**Prompt:** Copy out each of the following lines word for word, without any changes.

--- Start of Input rows ---

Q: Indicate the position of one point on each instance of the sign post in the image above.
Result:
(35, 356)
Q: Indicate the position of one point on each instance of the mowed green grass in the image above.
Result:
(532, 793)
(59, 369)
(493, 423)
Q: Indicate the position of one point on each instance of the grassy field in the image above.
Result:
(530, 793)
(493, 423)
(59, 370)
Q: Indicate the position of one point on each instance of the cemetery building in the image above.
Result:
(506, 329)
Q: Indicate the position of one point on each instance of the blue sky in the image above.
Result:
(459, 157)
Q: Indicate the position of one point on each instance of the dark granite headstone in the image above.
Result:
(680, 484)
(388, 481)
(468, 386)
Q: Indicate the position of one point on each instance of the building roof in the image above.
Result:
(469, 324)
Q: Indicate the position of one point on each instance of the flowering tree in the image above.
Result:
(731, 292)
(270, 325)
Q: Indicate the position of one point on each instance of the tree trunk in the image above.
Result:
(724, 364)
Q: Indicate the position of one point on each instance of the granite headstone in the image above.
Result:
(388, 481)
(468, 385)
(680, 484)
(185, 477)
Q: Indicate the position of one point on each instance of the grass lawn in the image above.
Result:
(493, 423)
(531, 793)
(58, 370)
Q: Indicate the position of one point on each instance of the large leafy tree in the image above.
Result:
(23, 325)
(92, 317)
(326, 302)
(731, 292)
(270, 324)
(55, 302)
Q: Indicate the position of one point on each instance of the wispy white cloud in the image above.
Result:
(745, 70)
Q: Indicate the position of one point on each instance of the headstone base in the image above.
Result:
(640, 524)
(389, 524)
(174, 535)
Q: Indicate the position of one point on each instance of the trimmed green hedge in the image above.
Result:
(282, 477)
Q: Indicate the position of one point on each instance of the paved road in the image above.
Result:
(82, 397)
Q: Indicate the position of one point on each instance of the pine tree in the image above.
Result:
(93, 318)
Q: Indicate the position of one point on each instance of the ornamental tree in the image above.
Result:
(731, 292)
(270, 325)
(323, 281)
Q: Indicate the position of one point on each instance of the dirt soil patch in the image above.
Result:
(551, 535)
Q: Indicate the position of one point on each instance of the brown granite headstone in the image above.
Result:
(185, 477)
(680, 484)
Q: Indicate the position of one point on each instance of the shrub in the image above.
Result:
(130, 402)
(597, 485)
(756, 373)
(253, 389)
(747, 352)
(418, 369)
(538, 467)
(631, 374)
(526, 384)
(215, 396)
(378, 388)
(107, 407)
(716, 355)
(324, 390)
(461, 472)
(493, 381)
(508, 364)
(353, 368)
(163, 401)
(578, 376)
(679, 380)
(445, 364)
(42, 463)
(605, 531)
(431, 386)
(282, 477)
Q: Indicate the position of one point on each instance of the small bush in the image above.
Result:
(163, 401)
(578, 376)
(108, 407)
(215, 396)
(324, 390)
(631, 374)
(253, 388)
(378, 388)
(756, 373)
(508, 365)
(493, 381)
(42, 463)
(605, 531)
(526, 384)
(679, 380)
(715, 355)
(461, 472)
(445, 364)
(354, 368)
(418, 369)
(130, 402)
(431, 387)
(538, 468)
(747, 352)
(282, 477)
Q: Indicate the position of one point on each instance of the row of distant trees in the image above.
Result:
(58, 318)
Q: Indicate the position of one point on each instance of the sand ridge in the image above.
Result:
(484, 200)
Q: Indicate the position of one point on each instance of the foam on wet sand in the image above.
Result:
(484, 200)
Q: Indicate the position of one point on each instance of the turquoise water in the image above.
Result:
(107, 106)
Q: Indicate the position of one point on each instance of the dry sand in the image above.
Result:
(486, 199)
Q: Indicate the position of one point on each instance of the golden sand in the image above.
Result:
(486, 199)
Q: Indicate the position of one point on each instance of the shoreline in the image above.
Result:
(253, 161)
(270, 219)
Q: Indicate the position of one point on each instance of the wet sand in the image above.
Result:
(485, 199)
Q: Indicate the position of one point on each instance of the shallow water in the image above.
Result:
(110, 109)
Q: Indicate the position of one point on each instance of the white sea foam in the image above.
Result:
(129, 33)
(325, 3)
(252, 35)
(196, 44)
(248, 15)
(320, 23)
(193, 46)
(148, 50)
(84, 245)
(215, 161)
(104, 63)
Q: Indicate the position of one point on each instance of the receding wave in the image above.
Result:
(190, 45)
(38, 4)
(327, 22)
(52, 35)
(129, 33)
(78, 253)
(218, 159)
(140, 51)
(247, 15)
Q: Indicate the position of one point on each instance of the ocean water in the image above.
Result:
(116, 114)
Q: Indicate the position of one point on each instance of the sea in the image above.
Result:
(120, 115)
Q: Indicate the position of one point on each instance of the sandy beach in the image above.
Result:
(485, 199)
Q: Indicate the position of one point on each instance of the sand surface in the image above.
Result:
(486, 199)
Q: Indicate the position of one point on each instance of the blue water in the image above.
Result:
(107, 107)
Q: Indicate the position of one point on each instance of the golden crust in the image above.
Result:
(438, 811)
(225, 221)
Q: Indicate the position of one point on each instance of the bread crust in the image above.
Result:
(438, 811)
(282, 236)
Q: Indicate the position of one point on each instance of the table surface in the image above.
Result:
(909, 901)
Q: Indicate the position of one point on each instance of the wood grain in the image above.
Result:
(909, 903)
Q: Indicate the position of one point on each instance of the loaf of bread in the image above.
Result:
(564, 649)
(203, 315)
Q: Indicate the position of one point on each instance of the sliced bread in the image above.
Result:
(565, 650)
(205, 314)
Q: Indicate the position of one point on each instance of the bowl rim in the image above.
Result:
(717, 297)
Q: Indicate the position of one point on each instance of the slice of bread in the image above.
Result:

--- End of Input rows ---

**Problem solution:**
Q: Indicate the position of one point on each instance of the sign post in the image above.
Result:
(35, 356)
Q: Indicate the position of one point on each instance of the mowed green grass in the image above.
Result:
(532, 793)
(59, 369)
(493, 423)
Q: Indicate the position of one point on each instance of the grassy field in the image above.
Result:
(530, 793)
(493, 423)
(59, 370)
Q: Indicate the position of one point on each instance of the cemetery building in the image above.
Result:
(506, 329)
Q: Indicate the position of one point on each instance of the blue sky in the image above.
Result:
(459, 157)
Q: Indicate the position of one point on each instance of the dark granite headstone in the image above.
Result:
(680, 484)
(388, 481)
(468, 386)
Q: Indicate the position of one point on each instance of the building roof in the image above.
Result:
(469, 324)
Q: Indicate the position of one point on each instance of the flowering tree in the image above.
Result:
(731, 292)
(270, 325)
Q: Indicate the position of one point on each instance of the tree trunk in the image above.
Result:
(724, 364)
Q: Indicate the position of one point on each instance of the granite headstone in the image above.
Result:
(388, 481)
(468, 385)
(680, 484)
(185, 477)
Q: Indicate the position of one point on each instance of the grass lawn in the image above.
Result:
(493, 423)
(531, 793)
(58, 370)
Q: Indicate the position of one point on each instance of the large leafy tree in the image above.
Result:
(23, 325)
(92, 317)
(326, 302)
(731, 292)
(270, 324)
(55, 302)
Q: Indicate the position of one point on each instance of the wispy white cloud in the image above.
Result:
(745, 70)
Q: Indicate the position of one point on each instance of the headstone base in the image above.
Result:
(640, 524)
(389, 524)
(174, 535)
Q: Indicate the position of one point on each instance of the trimmed green hedge in the image above.
Result:
(282, 477)
Q: Indicate the position of one point on each instance of the paved road in the image above.
Result:
(82, 397)
Q: Indicate the position of one point on each instance of the pine tree in the image above.
Result:
(93, 318)
Q: Indicate the position of one point on each instance of the ornamental tree in the image above.
Result:
(731, 292)
(270, 325)
(323, 281)
Q: Indicate the position of one point on each instance of the dirt soil patch in the image above.
Result:
(551, 535)
Q: Indicate the position of one point on each instance of the brown granite headstone in the image above.
Result:
(185, 477)
(680, 484)
Q: Indicate the position of one point on each instance of the shrub in the image above.
Result:
(130, 402)
(597, 485)
(756, 373)
(253, 389)
(747, 352)
(418, 369)
(538, 467)
(631, 374)
(526, 384)
(215, 396)
(378, 388)
(107, 407)
(716, 355)
(324, 390)
(461, 472)
(493, 381)
(508, 364)
(353, 368)
(163, 401)
(578, 376)
(679, 380)
(445, 364)
(42, 463)
(605, 531)
(431, 386)
(282, 477)
Q: Indicate the position of one point on each instance of the small bush in the image above.
Result:
(163, 401)
(578, 376)
(108, 407)
(215, 396)
(324, 390)
(631, 374)
(253, 388)
(378, 388)
(756, 373)
(508, 365)
(493, 381)
(42, 463)
(605, 531)
(526, 384)
(679, 380)
(715, 355)
(461, 472)
(445, 364)
(354, 368)
(418, 369)
(130, 402)
(431, 387)
(538, 468)
(747, 352)
(282, 477)
Q: Indicate the position of one point on each instance of the row of distant trees in the image above.
Result:
(58, 318)
Q: Indicate the position of one point on each instance of the sand ridge in the image above.
Result:
(484, 200)
Q: Indicate the position of one point on each instance of the foam on wet sand in the image above.
Result:
(484, 200)
Q: Indicate the position of one point on each instance of the turquoise water in the image above.
Result:
(107, 106)
Q: Indicate the position of one point on each instance of the dry sand in the image above.
Result:
(486, 199)
Q: Indicate the position of one point on each instance of the golden sand in the image above.
Result:
(486, 199)
Q: Indicate the position of one point on each instance of the shoreline in the image above.
Result:
(253, 161)
(270, 219)
Q: Indicate the position of one point on each instance of the wet sand in the image above.
Result:
(485, 199)
Q: Indicate the position of one point on each instance of the shallow water in the image above.
Result:
(110, 109)
Q: Indicate the position of one point on each instance of the white sea foam in the image above.
Result:
(129, 33)
(325, 3)
(252, 35)
(196, 44)
(248, 15)
(320, 23)
(193, 46)
(148, 50)
(84, 245)
(215, 161)
(104, 63)
Q: Indicate the position of one point on each instance of the receding wave in the image above.
Result:
(190, 45)
(38, 4)
(327, 22)
(52, 35)
(129, 33)
(78, 253)
(218, 159)
(140, 51)
(247, 15)
Q: Indicate the position of one point on each instance of the ocean water in the image above.
Result:
(116, 114)
Q: Indicate the position of one point on each instance of the sea in the image above.
Result:
(120, 115)
Q: Indicate the position of one point on each instance of the sandy beach in the image above.
Result:
(485, 199)
Q: Indicate the position of one point on each instance of the sand surface in the image above.
Result:
(486, 199)
Q: Indicate the position of one point on each instance of the blue water in the image above.
Result:
(107, 107)
Q: Indicate the position of one point on each instance of the golden crust in the image above.
Result:
(438, 811)
(225, 221)
Q: Indicate the position of one point on each instance of the bread crust in the image above.
Result:
(438, 811)
(282, 236)
Q: Indicate the position of one point on each instance of the table surface in the image above.
Result:
(909, 901)
Q: Indicate the position of one point on each instance of the wood grain in the image above.
Result:
(909, 903)
Q: Indicate the position of one point on each instance of the loaf of bread in the image above.
Result:
(564, 649)
(203, 315)
Q: Indicate the position of one point on each instance of the sliced bread in the image above.
Result:
(565, 650)
(205, 314)
Q: Indicate the position of one point on each instance of the bowl rim in the image above.
Result:
(717, 297)
Q: Indicate the position of one point on each instance of the slice of bread in the image above.
Result:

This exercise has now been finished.